Extrait du texte -
_ _ _ _ _ _ _

Bernar Venet – D’un paradigme à l’autre

« L’interprétation, ça doit toujours être […] le readymade, de Marcel Duchamp »[1] décrète Lacan dans « La Troisième ». Il fait référence à une intervention faite la veille par René Tostain au Congrès de l’EFP, où celui-ci présentait le ready-made comme coupure dans la représentation, « rupture irréparable […] instaurée dans le visible » en opérant un vide de sens usuel et esthétique [2].

Le 14 octobre 2018, j’étais invitée par nos collègues de Nice [3] pour une rencontre exceptionnelle au MAMAC [4] avec le sculpteur français Bernar Venet, figure éminente de l’art conceptuel, assez peu connu en France car il vit à New York.

Il s’agissait d’une rétrospective de la première partie de son œuvre, les années 1966-1976 dites « années conceptuelles » : une œuvre composée quasi exclusivement de diagrammes mathématiques.

Le geste de Venet consistait dans ces années-là à gommer toute expression de l’artiste et à rendre impossible toute interprétation de l’œuvre, sa seule lecture autorisée étant de type dénotatif. Le jeune artiste était alors fortement influencé par les linguistiques de cette époque, à la recherche d’un savoir univoque, non métaphorique, sur ce qui se dit.

« Je propose un système autoréférentiel maximal, celui que seule une équation mathématique peut contenir » : tel était alors le postulat de B. Venet, qui voulait atteindre un « degré zéro » du style et imposer la monosémie dans l’art.

Il a 20 ans, il part vivre à New York, rencontre Duchamp, qui a alors plus de 80 ans.

Avec une audace, une insolence incroyable, il démontre à l’inventeur du ready-made dans une argumentation bétonnée, combien son geste artistique est beaucoup plus radical que le sien.

Bref : si son œuvre n’avait « rien à dire », lui était intarissable sur ce que son œuvre avait de génial et de radicalement novateur.

Très attentif au long exposé du jeune homme, Duchamp ne dit rien, puis se lève et écrit sur un coin de journal posé sur la table la phrase suivante : « LA VENTE DE VENT EST L’EVENT DE VENET ».

B. Venet rapporte qu’ils avaient alors éclaté de rire tous les deux, grâce à ce jeu de mots improvisé sur son nom : « Trois fois les lettres ENVET dans des ordres différents en une phrase aussi courte ! ».

_ _ _ _ _ _ _

Consigne - Dressez la liste de toutes les personnes désignées par leur nom dans l'extrait sur Bernar Venet. Les fiches ci-dessous forment un document à part, sans lien avec l'extrait.

Fiches fournies -
_ _ _ _ _ _ _

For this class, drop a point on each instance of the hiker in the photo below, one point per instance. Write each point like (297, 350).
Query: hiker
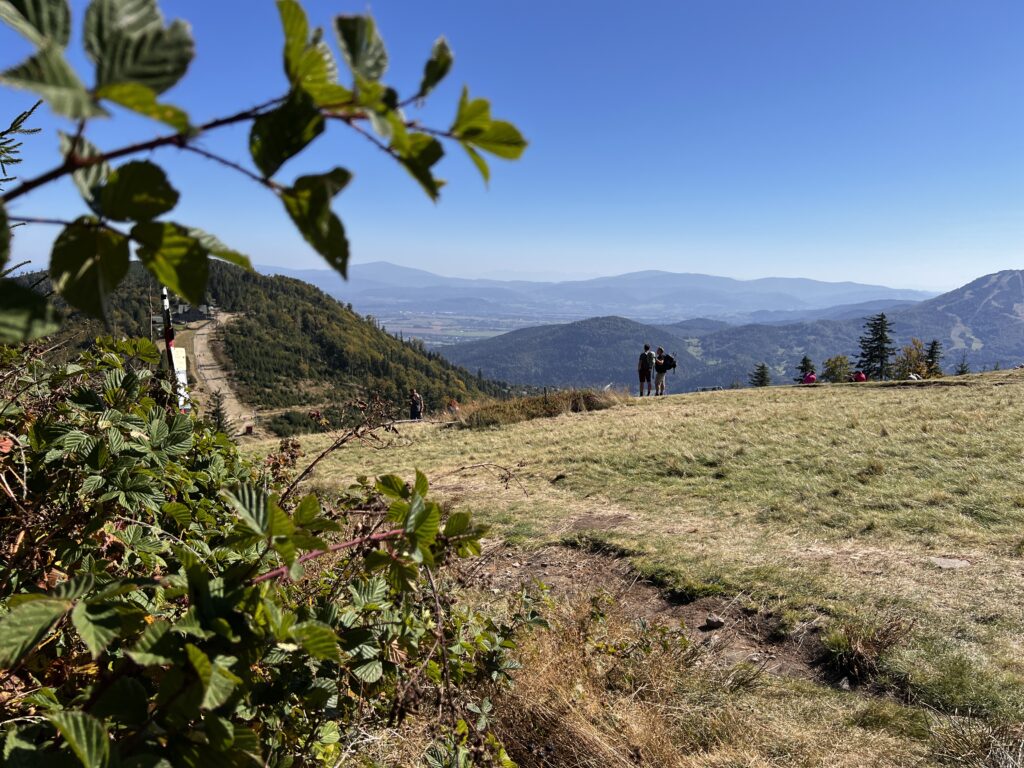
(660, 369)
(415, 404)
(643, 368)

_ _ _ _ _ _ _

Réponse -
- Lacan
- Marcel Duchamp
- René Tostain
- Bernar Venet